>> BEGIN

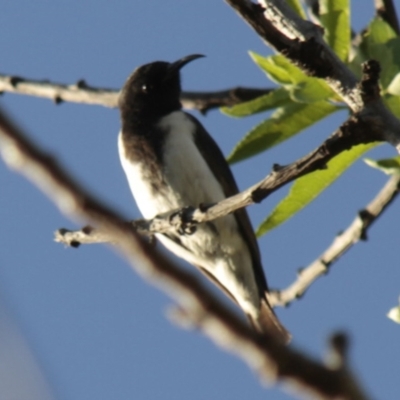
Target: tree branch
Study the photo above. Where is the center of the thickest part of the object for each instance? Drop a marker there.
(355, 232)
(351, 133)
(197, 304)
(81, 92)
(302, 42)
(387, 11)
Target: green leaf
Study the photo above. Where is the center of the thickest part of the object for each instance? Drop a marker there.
(279, 69)
(382, 44)
(335, 18)
(389, 166)
(311, 91)
(285, 122)
(296, 6)
(274, 99)
(307, 188)
(302, 88)
(394, 86)
(394, 314)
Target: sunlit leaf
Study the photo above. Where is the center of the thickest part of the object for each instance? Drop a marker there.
(285, 122)
(389, 166)
(279, 69)
(306, 189)
(394, 86)
(335, 18)
(276, 98)
(310, 91)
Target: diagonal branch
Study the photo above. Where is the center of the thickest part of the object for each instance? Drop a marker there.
(351, 133)
(197, 304)
(81, 92)
(302, 43)
(355, 232)
(387, 10)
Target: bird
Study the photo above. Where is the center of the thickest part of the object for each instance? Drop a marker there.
(171, 162)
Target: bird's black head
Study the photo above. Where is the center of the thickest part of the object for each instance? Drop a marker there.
(153, 90)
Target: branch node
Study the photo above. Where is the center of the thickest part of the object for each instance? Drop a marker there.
(369, 84)
(366, 218)
(182, 221)
(81, 84)
(14, 80)
(57, 99)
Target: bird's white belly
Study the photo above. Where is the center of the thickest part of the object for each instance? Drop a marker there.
(218, 247)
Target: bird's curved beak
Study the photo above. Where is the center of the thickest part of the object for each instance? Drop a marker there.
(177, 65)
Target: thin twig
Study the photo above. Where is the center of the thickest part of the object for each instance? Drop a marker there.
(197, 304)
(387, 10)
(302, 42)
(81, 92)
(355, 232)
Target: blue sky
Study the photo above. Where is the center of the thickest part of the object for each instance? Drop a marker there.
(96, 330)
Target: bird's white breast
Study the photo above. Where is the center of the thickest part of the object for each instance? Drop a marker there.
(218, 246)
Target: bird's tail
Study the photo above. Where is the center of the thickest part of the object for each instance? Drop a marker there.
(267, 322)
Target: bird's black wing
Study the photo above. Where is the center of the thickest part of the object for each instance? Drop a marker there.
(220, 168)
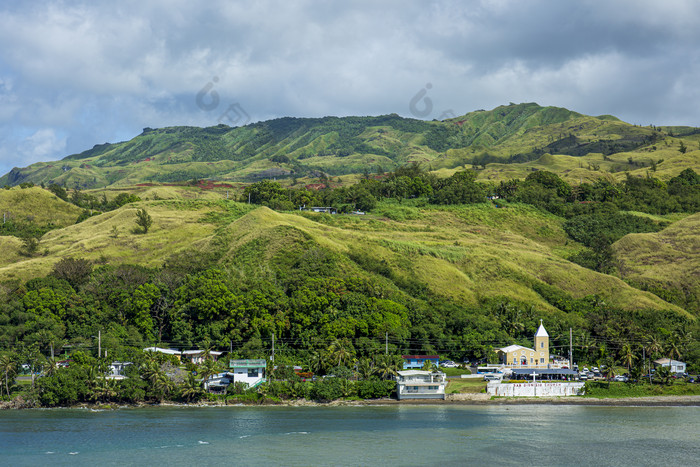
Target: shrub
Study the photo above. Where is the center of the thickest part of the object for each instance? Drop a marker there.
(328, 389)
(375, 389)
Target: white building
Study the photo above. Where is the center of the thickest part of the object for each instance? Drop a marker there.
(250, 372)
(417, 384)
(198, 356)
(164, 351)
(676, 366)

>> END

Written instruction: Only what runs from the line containing "Target: bird's black head" through the end of the entries above should be extracted, exactly and without pictures.

Response:
Target: bird's black head
Study the photo above. Where is the center of the thickest part of the object for each instance? Drop a marker there.
(153, 90)
Target: branch node
Study the photo above. Where is the center of the thickest part of the object for each instance? Drop a marker there.
(369, 84)
(366, 218)
(182, 221)
(81, 84)
(14, 80)
(57, 99)
Target: bird's white belly
Study the photo above. Where is the center of the thickest part of the object for each instance? Drop a marker there.
(218, 247)
Target: bird's curved beak
Study the photo above. Where is the center of the thickest part of the object for each instance? Drop a marker there.
(177, 65)
Target: thin twig
Study the photo above. Where is the center of the thickest part of the object for each instance? Drop a marker there.
(197, 304)
(387, 10)
(302, 42)
(81, 92)
(355, 232)
Target: blue sky
Study the photo above. Where is the center of the thickest part of the object for each instance? Drop a marker there.
(96, 330)
Target: bird's white breast
Study the photo above. Where is the center of the thickest part of the object for each instance? Drop a marker there.
(218, 246)
Target: bird's tail
Study the photo above. Where is the center of the thickest part of the object for each instance? Drop a marker there.
(267, 322)
Target: bird's black wing
Study the photo above. Where is the center of the thickest part of the object for each instance? Drop a marker there.
(220, 168)
Target: shrub
Study the photo above. Where is the center of the thickest part of the object for each instance? Drop a marker there.
(328, 389)
(375, 389)
Target: white building
Study the photo above. Where is the center of the thickest part of the object for each instance? Drop a marker there.
(250, 372)
(417, 384)
(198, 356)
(164, 351)
(676, 366)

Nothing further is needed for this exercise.